BEGIN Document passage

I guess that's about it.


----------



## Terry Kennedy (Sep 21, 2002)

*And now for something slightly different...*

If you've read my early research on this retrofit, it is to use the rear fog light switch as an OEM-looking way to operate an electronic deer whistle under the hood.

I'm getting ready to do the install (finally) and I'm looking for suggestions on the best way to get a wire from pin 49 on the LCM into the engine compartment. I assume there are a number of existing holes with parts of the wiring harness in them - I'm looking for hints on the easiest runs, so I don't have to completely disassemble the dash/instrument cluster, etc. if I don't have to. The ideal hole would be reasonably easy to get to on both sides, and would have some space for a single wire without needing to enlarge the hole, etc.

Any suggestions? Also, if there are any documents in the TIS about installing wiring here, pointers to them would be useful.


----------



## Toast (Jan 9, 2002)

END Document passage
BEGIN Dataset excerpt

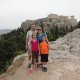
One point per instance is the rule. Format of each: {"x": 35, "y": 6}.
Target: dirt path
{"x": 57, "y": 70}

END Dataset excerpt

**Set of tasks**
- A) According to the forum post, why is the poster looking for hints on the easiest wiring runs? Answer in one to three sentences.
- B) Please extract the part of the forum post starting at "## Terry Kennedy" and ending at "the hole, etc.".
- C) List the qualities the forum post gives for the ideal hole to pass the wire through.

**Outputs in order**
- A) The poster wants the easiest runs so that the dash and instrument cluster don't have to be completely disassembled unless it is necessary.

- B)
## Terry Kennedy (Sep 21, 2002)

*And now for something slightly different...*

If you've read my early research on this retrofit, it is to use the rear fog light switch as an OEM-looking way to operate an electronic deer whistle under the hood.

I'm getting ready to do the install (finally) and I'm looking for suggestions on the best way to get a wire from pin 49 on the LCM into the engine compartment. I assume there are a number of existing holes with parts of the wiring harness in them - I'm looking for hints on the easiest runs, so I don't have to completely disassemble the dash/instrument cluster, etc. if I don't have to. The ideal hole would be reasonably easy to get to on both sides, and would have some space for a single wire without needing to enlarge the hole, etc.

- C)
- Reasonably easy to get to on both sides
- Has some space for a single wire
- Doesn't need to be enlarged